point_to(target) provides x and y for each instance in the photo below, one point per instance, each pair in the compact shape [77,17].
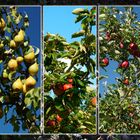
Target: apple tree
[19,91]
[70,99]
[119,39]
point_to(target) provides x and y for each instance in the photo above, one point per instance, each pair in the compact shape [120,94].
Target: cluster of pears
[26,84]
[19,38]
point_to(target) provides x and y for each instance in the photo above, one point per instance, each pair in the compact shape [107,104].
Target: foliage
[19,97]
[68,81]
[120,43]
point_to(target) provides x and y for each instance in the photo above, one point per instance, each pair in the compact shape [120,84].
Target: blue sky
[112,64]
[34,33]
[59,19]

**********

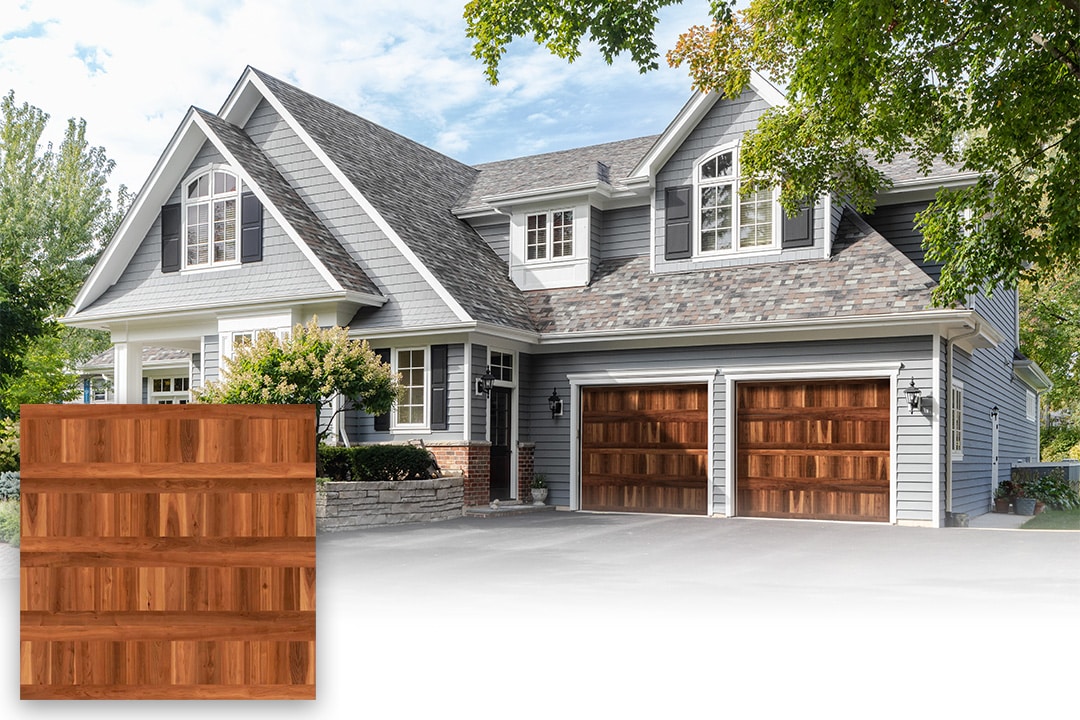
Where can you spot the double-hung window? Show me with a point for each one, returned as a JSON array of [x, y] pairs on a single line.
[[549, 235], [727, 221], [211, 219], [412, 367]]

**********

All lines with the word "photo" must be located in the data and copied.

point_to(target) provides x and y for each instance in the photo below, one point per instance, each pair in the compact shape [77,17].
point_to(target) provides x and y for each instance in the photo above, one point per instance, each pair in the compact shape [120,94].
point_to(target) provides x and y for each instance in the photo above, one point per instance, each pair in the compact shape [107,104].
point_to(target) provides x and y for each instance in the photo above, one point per instance, each pair in the compact shape [120,84].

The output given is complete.